◆ EXERCISE DIRECTIONS
Pull out every line of the entries below that contains the string "positive". Case counts.
┏━━
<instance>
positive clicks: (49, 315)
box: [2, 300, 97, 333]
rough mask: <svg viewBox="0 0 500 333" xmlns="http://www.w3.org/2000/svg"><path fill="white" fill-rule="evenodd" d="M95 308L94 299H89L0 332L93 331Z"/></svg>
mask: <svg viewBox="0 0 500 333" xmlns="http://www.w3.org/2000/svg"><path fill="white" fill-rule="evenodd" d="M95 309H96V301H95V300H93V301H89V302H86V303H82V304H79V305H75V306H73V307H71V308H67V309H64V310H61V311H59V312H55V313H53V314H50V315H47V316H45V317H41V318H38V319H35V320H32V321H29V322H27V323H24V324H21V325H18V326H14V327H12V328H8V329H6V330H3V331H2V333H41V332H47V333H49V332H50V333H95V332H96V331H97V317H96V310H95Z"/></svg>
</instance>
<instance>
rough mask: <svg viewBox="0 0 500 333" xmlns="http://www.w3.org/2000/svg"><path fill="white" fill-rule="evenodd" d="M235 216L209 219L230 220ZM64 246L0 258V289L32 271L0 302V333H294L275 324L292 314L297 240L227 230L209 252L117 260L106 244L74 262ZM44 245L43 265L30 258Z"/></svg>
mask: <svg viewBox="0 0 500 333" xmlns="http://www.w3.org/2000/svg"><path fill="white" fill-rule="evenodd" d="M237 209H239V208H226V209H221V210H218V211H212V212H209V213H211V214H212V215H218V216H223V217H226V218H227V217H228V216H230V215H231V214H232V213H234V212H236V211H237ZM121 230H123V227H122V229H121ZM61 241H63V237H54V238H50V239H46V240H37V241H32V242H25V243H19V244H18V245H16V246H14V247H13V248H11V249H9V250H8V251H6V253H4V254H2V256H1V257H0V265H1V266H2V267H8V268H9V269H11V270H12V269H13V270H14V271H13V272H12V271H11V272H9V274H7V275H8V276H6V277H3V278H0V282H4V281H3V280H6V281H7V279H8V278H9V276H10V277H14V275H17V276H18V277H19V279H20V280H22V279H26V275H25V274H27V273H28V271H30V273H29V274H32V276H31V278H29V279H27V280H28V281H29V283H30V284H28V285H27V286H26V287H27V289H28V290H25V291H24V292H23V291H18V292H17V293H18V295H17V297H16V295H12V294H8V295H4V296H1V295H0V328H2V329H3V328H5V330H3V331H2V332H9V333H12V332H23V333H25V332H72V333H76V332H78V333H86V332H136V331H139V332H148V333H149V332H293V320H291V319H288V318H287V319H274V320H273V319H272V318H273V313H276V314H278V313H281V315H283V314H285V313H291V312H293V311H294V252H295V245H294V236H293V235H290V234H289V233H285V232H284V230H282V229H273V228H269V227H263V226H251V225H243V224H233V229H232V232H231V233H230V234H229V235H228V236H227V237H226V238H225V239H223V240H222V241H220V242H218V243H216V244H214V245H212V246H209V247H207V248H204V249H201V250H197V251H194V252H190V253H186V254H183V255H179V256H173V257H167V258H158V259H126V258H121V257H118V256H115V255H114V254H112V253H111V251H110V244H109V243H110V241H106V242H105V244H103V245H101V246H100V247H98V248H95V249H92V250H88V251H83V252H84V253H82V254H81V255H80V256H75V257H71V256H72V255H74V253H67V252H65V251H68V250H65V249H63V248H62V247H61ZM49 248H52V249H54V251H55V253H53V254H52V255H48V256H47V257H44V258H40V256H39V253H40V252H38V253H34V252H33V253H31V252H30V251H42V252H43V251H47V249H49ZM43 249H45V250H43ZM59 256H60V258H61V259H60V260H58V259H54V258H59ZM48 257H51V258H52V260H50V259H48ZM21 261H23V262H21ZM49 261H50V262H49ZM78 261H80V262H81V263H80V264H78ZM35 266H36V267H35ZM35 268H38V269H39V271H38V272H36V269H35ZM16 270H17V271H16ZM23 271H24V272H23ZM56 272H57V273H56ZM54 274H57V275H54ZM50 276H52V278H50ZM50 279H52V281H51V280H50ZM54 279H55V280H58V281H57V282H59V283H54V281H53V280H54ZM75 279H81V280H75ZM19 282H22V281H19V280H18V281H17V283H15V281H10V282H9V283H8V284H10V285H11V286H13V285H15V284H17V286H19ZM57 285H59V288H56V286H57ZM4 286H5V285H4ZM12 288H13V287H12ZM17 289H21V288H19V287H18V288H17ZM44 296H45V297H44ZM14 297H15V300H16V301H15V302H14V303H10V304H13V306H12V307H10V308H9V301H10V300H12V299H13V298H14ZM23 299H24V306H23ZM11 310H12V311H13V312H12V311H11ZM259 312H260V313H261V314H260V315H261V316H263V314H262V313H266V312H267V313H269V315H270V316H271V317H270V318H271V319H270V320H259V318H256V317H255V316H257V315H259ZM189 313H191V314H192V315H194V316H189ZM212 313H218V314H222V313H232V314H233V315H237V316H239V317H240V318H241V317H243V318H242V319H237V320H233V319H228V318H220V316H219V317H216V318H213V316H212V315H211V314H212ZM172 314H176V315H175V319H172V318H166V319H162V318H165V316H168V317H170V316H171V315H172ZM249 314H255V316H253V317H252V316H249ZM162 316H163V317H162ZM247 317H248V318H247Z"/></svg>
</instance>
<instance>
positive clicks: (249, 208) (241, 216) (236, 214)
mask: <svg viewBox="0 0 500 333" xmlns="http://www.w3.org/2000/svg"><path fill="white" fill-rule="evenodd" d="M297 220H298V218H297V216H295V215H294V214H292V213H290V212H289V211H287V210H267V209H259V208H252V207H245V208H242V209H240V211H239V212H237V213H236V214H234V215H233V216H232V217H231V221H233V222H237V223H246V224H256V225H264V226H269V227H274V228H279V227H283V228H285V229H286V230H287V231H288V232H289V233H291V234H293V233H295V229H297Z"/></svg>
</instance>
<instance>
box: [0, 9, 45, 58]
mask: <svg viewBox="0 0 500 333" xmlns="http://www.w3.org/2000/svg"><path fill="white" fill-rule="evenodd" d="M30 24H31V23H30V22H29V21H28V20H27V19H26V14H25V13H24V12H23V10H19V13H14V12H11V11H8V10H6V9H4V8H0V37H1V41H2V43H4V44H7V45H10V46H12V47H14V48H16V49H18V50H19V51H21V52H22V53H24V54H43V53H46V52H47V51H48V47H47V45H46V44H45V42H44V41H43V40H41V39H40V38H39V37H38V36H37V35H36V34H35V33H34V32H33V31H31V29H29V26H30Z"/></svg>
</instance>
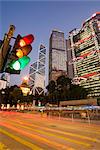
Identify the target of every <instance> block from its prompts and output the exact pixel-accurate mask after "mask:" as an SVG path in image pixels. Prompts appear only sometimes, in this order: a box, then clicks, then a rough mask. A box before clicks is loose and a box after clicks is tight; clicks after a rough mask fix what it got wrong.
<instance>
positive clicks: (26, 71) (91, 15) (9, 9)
mask: <svg viewBox="0 0 100 150" xmlns="http://www.w3.org/2000/svg"><path fill="white" fill-rule="evenodd" d="M98 11H100V1H99V0H98V1H96V0H91V1H90V0H87V1H86V0H79V1H76V0H73V1H72V0H70V1H67V0H65V1H61V0H58V1H53V0H50V1H48V0H45V1H42V0H40V1H38V0H37V1H34V0H31V1H30V0H17V1H14V0H12V1H9V0H1V1H0V14H1V17H0V39H3V37H4V34H5V33H7V32H8V29H9V26H10V25H11V24H13V25H15V27H16V30H15V33H14V37H16V36H17V35H18V34H21V35H22V36H25V35H27V34H33V35H34V36H35V40H34V43H33V44H32V47H33V50H32V51H31V53H30V54H29V56H30V58H31V62H30V63H29V65H28V66H27V67H26V68H25V69H24V70H22V71H21V74H20V75H11V83H12V84H17V85H19V84H21V81H22V78H23V77H24V76H25V75H28V74H29V67H30V65H31V64H32V63H33V62H34V61H36V60H37V52H38V49H39V46H40V44H44V45H45V46H46V49H47V50H48V48H49V37H50V33H51V31H52V30H53V29H58V30H60V31H63V32H64V33H65V38H67V37H68V33H69V32H70V31H71V30H72V29H74V28H81V25H82V23H83V22H84V21H85V20H86V19H88V18H89V17H91V16H92V14H93V13H95V12H98Z"/></svg>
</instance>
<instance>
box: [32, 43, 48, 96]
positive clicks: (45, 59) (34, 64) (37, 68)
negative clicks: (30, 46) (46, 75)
mask: <svg viewBox="0 0 100 150" xmlns="http://www.w3.org/2000/svg"><path fill="white" fill-rule="evenodd" d="M45 63H46V48H45V46H44V45H42V44H41V45H40V48H39V50H38V60H37V61H36V62H34V63H33V64H32V65H31V66H30V71H29V86H30V88H31V91H32V93H33V95H35V94H36V93H37V94H38V95H40V94H42V93H44V92H45V86H46V85H45V80H46V74H45Z"/></svg>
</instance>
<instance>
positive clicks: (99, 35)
mask: <svg viewBox="0 0 100 150" xmlns="http://www.w3.org/2000/svg"><path fill="white" fill-rule="evenodd" d="M69 40H70V50H71V51H72V59H71V60H70V61H69V62H68V64H69V65H70V64H73V70H74V72H73V74H74V78H73V79H74V80H73V82H74V83H76V84H80V85H81V86H83V87H84V88H87V89H89V91H90V92H89V95H88V96H89V97H99V96H100V12H97V13H95V14H93V15H92V16H91V17H90V18H89V19H87V20H86V21H85V22H84V23H83V25H82V27H81V29H80V30H76V29H74V30H73V31H71V32H70V34H69Z"/></svg>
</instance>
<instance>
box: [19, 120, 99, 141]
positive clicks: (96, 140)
mask: <svg viewBox="0 0 100 150" xmlns="http://www.w3.org/2000/svg"><path fill="white" fill-rule="evenodd" d="M23 123H24V125H27V126H31V127H39V128H40V129H44V130H48V131H53V132H56V133H60V134H64V135H69V136H73V137H78V138H81V139H86V140H89V141H92V142H98V143H100V140H98V139H95V138H91V137H88V136H84V135H79V134H75V133H70V132H64V131H59V130H54V129H49V128H47V127H40V126H38V125H31V124H27V123H25V122H23ZM20 124H22V122H21V123H20ZM21 126H22V125H21ZM23 127H25V128H27V129H31V130H35V129H33V128H30V127H26V126H23ZM36 132H38V130H36ZM44 132H45V131H44Z"/></svg>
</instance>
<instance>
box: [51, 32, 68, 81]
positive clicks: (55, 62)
mask: <svg viewBox="0 0 100 150" xmlns="http://www.w3.org/2000/svg"><path fill="white" fill-rule="evenodd" d="M66 59H67V57H66V41H65V38H64V33H63V32H61V31H58V30H53V31H52V33H51V36H50V40H49V81H50V80H56V79H57V78H58V77H59V76H60V75H65V74H66V73H67V71H66V70H67V67H66Z"/></svg>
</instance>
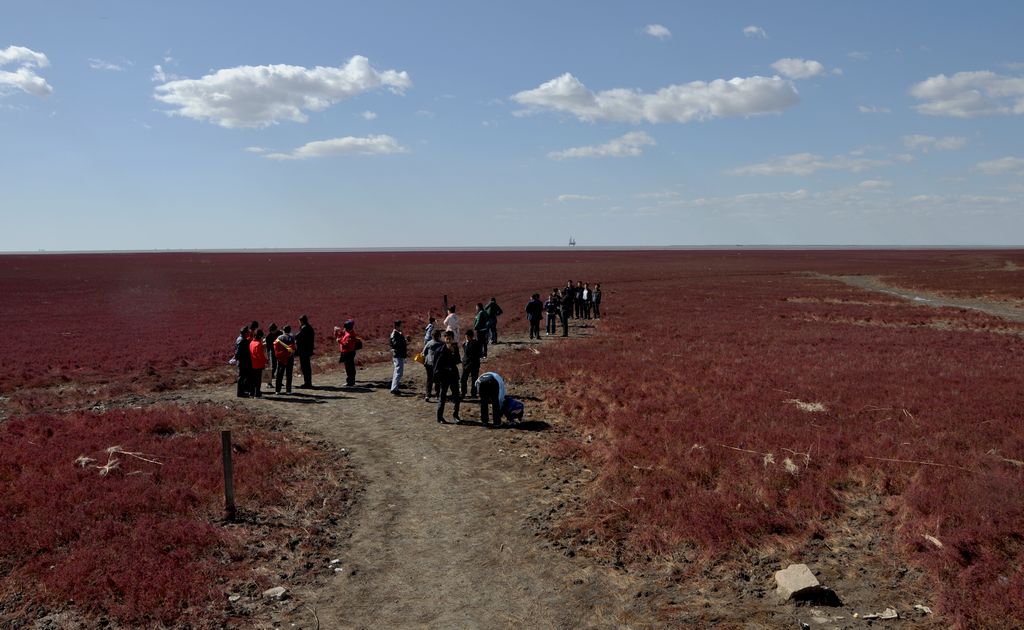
┗━━
◆ ANSWER TO THIS PROBLEM
positive clicks: (49, 315)
positive clicks: (249, 208) (241, 216) (236, 214)
positive clicks: (26, 71) (91, 15) (9, 9)
positive clicks: (45, 59) (34, 64) (37, 68)
positive clicks: (99, 35)
positive clicks: (96, 140)
positive clicks: (55, 62)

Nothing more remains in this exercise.